__Exercise input__:

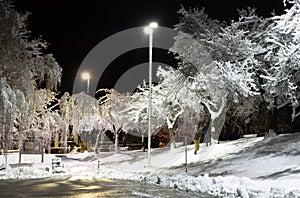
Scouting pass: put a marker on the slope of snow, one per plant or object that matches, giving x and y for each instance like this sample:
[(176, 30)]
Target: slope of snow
[(248, 167)]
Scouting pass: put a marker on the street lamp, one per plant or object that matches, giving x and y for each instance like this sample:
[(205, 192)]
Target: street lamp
[(86, 76), (149, 30)]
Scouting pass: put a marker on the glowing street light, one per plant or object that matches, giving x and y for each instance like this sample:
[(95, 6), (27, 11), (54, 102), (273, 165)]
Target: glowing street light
[(86, 76), (149, 30)]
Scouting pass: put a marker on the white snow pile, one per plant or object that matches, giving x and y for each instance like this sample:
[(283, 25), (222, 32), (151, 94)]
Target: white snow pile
[(248, 167), (24, 173)]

__Problem requirements__: Rewrite all of the records above, changing every "Scouting pass" to "Survey pass" and leaving everything else the same. Leave out the pictures.

__Task response__:
Survey pass: put a marker on the slope of snow, one per plant or object that matches, giving x and y for each instance like this sample:
[(176, 30)]
Target: slope of snow
[(248, 167)]
Survey pass: put a marker on the street lamp, one per plant or object that matches, giving x and y for each instance like this sample:
[(205, 192)]
Target: street lamp
[(86, 76), (149, 30)]
Survey pass: put a marker on the glowing street light, one per plant or object that matches, giving x and y for each instance like this sample:
[(95, 6), (27, 11), (54, 102), (273, 165)]
Target: glowing street light
[(86, 76), (149, 30)]
Survey pass: put a marker on the white snow pile, one per plant or object that matches, giving x and y for each instance like this sample:
[(283, 25), (222, 32), (151, 94)]
Target: white snow pile
[(248, 167), (24, 173)]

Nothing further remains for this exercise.